**Provided text**
__________

Lying in the hollow carcass of my room, I can’t help but grieve for the sense of normalcy that was taken from my graduating class. I know I’m not alone—yesterday, as one of my last English discussions was wrapping up, someone mentioned that they felt like the semester never started. We all nodded knowingly, trying to recall the last time we were in a lecture hall. Did Strosacker really fit that many people on both the balcony and the lower level? What was it like again, hoping that Einstein’s Bagels would have your order ready before your chemistry lab started? When the class finishes, the cameras wink off, and I am left staring at a dark screen.

__________

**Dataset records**
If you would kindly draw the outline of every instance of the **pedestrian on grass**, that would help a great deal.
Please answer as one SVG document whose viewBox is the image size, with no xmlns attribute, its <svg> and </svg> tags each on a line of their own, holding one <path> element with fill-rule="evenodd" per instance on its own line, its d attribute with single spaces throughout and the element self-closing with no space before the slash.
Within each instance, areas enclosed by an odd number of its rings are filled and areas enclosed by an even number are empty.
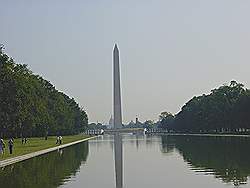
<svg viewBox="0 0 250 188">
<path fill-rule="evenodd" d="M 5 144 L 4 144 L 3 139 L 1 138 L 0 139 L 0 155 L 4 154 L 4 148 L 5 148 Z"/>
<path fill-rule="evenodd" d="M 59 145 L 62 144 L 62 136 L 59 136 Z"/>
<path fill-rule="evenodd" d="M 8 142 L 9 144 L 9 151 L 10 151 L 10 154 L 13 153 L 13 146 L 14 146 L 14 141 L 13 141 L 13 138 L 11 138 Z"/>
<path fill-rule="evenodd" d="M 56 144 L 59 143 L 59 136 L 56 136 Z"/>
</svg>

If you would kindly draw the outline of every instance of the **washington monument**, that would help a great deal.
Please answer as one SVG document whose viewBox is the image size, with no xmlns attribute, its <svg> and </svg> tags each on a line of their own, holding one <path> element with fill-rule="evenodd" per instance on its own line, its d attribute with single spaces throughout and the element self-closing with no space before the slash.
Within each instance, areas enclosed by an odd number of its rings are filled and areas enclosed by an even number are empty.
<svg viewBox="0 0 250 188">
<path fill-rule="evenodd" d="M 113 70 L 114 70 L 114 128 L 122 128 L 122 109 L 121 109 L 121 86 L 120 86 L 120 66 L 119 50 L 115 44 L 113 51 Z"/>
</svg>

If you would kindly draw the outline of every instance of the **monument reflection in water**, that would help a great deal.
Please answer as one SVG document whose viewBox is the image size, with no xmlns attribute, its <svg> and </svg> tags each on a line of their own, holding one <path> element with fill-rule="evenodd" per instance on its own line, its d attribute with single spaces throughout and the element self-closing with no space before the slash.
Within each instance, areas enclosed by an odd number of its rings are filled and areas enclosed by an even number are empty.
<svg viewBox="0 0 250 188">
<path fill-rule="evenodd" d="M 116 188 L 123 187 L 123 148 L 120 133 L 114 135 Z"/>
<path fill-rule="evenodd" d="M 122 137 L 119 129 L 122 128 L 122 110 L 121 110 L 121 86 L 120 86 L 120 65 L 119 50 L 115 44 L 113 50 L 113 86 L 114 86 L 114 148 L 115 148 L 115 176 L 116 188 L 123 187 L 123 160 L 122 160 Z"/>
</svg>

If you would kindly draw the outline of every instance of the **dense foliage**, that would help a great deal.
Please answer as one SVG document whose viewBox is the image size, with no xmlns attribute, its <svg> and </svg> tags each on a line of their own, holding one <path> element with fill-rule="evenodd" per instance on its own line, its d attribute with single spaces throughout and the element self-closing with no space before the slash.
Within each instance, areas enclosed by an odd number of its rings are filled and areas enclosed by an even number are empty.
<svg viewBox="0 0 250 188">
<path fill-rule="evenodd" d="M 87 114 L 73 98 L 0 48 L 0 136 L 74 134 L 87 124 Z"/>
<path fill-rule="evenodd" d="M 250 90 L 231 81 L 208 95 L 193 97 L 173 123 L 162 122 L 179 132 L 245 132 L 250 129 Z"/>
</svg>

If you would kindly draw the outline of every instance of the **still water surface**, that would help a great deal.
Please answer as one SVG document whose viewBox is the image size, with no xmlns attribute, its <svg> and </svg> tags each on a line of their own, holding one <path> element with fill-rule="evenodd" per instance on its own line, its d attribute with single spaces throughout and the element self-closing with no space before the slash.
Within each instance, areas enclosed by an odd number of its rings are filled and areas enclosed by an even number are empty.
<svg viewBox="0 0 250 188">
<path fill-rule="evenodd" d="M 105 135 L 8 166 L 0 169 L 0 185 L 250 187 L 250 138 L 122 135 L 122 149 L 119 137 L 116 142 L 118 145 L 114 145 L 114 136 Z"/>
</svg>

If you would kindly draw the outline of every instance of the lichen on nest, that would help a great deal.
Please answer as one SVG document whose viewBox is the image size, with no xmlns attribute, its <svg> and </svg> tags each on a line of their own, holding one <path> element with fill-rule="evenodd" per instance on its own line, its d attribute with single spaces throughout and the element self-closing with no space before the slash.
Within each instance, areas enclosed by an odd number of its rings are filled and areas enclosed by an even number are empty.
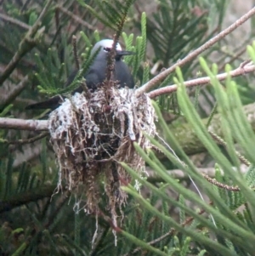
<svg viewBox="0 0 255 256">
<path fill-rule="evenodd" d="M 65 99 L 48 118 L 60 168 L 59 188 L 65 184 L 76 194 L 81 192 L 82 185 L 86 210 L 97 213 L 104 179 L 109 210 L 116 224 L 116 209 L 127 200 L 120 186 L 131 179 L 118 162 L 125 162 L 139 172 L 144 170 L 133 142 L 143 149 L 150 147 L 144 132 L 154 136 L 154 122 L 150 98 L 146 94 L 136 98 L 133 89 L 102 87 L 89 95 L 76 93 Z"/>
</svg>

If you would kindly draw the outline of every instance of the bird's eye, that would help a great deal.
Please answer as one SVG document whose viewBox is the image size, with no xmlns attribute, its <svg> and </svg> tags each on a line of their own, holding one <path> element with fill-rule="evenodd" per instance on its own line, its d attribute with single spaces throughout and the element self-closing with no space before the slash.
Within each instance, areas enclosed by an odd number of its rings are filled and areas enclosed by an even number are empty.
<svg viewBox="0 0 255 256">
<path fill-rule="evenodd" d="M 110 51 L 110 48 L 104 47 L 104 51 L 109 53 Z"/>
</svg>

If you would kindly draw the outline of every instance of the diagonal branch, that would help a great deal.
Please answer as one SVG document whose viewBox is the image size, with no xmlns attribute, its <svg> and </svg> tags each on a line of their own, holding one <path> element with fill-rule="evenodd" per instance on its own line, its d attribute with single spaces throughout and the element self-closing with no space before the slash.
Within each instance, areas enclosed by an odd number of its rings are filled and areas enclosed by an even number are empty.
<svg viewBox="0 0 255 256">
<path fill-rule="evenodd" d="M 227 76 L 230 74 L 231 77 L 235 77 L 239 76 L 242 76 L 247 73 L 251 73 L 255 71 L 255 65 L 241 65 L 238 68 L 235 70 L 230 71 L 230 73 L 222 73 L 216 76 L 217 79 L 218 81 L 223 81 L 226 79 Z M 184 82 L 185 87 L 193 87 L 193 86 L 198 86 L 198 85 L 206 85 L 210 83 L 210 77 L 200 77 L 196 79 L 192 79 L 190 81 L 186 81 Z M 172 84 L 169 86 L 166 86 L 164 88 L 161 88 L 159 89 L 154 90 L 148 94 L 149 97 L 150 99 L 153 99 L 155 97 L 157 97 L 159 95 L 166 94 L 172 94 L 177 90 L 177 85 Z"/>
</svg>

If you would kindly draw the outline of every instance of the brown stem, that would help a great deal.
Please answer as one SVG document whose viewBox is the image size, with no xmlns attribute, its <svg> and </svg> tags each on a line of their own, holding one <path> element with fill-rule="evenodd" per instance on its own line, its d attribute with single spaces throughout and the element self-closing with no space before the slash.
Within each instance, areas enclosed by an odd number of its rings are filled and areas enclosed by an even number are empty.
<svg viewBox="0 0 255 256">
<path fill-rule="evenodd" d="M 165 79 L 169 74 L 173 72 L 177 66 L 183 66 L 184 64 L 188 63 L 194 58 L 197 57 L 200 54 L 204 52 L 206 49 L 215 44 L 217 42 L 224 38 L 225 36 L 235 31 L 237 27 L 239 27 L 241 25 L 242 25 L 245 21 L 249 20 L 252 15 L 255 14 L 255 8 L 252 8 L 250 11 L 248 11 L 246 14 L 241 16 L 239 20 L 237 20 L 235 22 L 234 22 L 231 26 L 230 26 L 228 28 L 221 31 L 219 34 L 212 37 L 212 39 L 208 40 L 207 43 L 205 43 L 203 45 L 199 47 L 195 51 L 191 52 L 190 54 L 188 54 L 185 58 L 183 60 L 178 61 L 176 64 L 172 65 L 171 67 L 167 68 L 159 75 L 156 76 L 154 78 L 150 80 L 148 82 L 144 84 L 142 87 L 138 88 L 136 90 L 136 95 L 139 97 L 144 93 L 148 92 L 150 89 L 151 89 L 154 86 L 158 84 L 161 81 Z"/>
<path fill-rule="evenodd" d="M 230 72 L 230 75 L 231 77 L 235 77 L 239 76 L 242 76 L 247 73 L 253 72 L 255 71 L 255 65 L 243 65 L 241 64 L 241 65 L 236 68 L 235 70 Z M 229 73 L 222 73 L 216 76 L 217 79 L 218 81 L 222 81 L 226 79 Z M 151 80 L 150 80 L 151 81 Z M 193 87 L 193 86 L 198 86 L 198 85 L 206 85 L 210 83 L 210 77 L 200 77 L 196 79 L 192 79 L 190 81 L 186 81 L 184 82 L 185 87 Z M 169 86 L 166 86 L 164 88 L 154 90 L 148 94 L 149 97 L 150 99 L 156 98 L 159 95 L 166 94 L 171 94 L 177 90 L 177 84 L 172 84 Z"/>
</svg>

__________

**Activity list**
1 – Answer these from the passage about the lost semester:
(a) What did someone mention as one of the last English discussions was wrapping up?
(b) Which place's balcony and lower level does the writer wonder about?
(c) Which eatery's orders were hoped to be ready before a chemistry lab started?
2 – Output the part of the passage about the lost semester between "Lying in the" and "a dark screen.", inclusive.
These items are separate from the passage about the lost semester.

**Results of the tasks**
1 –
(a) That they felt like the semester never started.
(b) Strosacker.
(c) Einstein's Bagels.

2 –
Lying in the hollow carcass of my room, I can’t help but grieve for the sense of normalcy that was taken from my graduating class. I know I’m not alone—yesterday, as one of my last English discussions was wrapping up, someone mentioned that they felt like the semester never started. We all nodded knowingly, trying to recall the last time we were in a lecture hall. Did Strosacker really fit that many people on both the balcony and the lower level? What was it like again, hoping that Einstein’s Bagels would have your order ready before your chemistry lab started? When the class finishes, the cameras wink off, and I am left staring at a dark screen.